● Goal of the exercise
Could you rewrite the stretch from the start of the records through the line containing "negative clicks: (155, 156)", substituting "coarse mask" for "rough mask" and leaving everything else unchanged?

● Data extracts

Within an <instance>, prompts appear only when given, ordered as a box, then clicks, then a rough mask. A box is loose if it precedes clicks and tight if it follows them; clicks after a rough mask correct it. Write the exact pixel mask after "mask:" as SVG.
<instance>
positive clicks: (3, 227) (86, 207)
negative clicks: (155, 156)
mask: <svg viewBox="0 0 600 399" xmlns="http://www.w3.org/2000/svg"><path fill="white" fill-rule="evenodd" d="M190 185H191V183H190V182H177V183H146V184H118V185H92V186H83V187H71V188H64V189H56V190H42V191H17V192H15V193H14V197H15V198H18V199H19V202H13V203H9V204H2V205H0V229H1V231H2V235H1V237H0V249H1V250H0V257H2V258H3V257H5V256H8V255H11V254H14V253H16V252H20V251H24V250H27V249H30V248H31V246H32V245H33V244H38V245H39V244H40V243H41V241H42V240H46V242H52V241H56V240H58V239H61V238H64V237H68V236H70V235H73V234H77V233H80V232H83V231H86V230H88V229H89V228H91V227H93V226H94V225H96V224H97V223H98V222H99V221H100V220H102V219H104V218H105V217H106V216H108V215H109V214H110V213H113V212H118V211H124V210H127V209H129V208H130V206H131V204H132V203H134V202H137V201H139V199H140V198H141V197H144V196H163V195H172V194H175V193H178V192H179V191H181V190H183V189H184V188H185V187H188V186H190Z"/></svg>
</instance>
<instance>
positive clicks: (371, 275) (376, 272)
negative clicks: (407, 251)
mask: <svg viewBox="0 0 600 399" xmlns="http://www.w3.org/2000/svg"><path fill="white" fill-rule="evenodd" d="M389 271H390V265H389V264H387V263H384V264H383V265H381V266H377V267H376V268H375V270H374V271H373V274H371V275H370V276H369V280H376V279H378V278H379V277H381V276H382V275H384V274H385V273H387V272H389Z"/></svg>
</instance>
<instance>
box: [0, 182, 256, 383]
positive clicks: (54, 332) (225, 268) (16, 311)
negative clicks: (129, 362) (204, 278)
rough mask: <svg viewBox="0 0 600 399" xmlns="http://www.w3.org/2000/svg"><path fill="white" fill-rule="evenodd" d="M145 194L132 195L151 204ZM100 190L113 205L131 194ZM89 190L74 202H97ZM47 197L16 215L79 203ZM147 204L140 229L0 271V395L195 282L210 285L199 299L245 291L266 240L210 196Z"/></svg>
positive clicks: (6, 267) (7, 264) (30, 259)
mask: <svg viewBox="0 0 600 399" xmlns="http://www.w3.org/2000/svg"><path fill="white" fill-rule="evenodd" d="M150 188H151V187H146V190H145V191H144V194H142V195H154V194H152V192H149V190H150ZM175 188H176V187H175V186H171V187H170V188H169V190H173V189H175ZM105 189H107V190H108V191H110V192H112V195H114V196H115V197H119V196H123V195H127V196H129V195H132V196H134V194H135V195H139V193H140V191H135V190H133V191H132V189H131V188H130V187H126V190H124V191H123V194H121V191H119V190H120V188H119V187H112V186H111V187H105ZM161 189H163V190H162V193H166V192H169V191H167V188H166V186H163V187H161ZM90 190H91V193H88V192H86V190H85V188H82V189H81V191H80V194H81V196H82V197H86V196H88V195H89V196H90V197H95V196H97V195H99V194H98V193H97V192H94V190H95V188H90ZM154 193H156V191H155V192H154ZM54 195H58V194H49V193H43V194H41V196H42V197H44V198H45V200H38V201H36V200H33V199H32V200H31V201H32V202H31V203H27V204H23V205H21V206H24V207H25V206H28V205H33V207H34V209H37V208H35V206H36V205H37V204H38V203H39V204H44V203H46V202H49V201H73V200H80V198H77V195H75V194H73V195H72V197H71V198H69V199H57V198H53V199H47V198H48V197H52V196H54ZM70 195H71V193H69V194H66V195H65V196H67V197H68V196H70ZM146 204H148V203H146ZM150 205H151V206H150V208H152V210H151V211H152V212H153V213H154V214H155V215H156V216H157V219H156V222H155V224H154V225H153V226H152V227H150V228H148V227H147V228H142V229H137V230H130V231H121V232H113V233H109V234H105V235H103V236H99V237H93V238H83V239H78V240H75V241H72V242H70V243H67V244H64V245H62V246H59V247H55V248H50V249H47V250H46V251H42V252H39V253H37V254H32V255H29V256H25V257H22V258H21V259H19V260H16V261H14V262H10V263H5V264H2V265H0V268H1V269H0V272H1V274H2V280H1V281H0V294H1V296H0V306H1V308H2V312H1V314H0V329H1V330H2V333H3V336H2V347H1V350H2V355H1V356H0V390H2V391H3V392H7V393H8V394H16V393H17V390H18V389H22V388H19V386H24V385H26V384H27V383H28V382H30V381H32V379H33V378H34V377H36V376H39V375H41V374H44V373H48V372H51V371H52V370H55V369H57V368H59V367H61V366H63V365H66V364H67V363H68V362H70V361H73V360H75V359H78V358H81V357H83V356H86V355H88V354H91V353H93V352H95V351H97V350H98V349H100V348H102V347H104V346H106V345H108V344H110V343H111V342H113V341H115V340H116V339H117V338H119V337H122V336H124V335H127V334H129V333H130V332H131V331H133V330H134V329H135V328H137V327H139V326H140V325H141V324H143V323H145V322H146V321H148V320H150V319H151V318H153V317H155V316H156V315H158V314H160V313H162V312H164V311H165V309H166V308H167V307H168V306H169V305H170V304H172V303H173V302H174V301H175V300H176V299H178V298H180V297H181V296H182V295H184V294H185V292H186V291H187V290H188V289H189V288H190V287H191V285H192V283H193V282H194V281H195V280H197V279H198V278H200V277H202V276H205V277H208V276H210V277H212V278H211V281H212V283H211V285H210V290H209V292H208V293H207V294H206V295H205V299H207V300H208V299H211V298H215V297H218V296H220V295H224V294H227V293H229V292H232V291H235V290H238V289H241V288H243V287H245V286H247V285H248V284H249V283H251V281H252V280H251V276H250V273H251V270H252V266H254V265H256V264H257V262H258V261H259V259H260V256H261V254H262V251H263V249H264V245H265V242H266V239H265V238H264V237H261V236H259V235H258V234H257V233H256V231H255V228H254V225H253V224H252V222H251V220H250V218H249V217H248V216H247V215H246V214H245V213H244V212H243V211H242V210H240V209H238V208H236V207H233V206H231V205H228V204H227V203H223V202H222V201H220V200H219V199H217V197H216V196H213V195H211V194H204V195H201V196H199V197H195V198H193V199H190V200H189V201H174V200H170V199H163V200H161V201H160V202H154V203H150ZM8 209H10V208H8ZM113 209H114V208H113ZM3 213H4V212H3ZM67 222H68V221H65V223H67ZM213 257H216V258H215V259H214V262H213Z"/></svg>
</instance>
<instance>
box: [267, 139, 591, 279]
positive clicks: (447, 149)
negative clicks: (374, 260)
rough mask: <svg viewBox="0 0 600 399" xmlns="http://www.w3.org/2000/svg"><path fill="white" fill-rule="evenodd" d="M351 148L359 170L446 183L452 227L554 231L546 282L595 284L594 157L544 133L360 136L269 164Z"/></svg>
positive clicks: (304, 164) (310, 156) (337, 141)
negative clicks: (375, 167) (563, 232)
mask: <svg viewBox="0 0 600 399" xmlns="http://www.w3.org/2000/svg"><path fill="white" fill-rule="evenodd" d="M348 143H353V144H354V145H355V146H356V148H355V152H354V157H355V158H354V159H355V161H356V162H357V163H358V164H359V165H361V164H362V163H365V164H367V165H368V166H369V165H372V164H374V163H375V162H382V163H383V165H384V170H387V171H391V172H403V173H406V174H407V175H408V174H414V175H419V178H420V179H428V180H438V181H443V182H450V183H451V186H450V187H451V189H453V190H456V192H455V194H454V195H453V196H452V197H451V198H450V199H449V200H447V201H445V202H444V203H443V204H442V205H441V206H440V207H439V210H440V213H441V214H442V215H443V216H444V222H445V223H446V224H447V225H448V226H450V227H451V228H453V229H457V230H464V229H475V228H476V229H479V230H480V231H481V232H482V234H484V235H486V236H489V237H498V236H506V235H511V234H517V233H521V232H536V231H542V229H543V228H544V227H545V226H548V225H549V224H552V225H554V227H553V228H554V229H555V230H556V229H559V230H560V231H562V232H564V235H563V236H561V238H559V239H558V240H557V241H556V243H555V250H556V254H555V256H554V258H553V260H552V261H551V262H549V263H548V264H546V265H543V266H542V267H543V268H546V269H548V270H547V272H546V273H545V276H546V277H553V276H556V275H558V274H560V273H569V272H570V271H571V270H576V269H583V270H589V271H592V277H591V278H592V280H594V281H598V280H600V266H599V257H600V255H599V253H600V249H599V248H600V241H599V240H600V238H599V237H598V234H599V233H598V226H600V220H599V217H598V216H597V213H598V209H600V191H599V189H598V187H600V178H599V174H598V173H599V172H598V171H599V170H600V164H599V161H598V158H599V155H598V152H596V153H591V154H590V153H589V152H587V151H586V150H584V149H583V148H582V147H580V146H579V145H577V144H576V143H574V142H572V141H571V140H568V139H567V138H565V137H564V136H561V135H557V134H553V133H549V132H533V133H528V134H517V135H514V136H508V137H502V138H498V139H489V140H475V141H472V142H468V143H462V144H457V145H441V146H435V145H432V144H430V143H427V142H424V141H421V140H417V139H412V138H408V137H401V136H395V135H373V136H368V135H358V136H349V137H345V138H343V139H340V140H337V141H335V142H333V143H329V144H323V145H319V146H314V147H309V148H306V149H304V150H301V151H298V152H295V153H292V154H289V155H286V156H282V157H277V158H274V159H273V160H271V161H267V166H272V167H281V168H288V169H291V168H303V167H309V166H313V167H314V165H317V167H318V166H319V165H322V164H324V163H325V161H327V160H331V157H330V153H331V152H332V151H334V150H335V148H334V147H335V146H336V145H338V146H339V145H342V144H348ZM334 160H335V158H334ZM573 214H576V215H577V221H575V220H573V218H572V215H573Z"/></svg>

● Answer section
Within an <instance>, prompts appear only when given, ordered as a box, then clicks, then a coarse mask. A box is loose if it precedes clicks and tight if it follows them; clicks after a coarse mask correct it. Write the exact pixel mask after "mask:" as SVG.
<instance>
positive clicks: (3, 227) (86, 207)
negative clicks: (155, 156)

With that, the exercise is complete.